TASK INPUT Block Start

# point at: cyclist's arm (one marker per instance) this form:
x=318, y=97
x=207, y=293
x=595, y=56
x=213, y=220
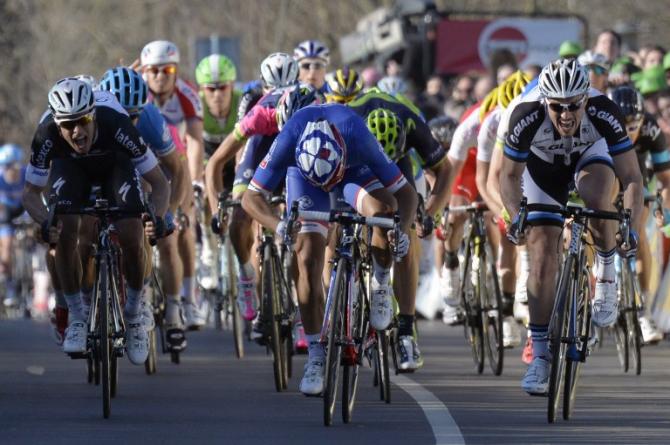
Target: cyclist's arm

TASK INPUT Block End

REQUIRED WORK: Where a line above holds the word "cyclist", copy it.

ANSWER SECTION:
# point at: cyclist's arm (one marker per instance) this form:
Target: cyclist's arm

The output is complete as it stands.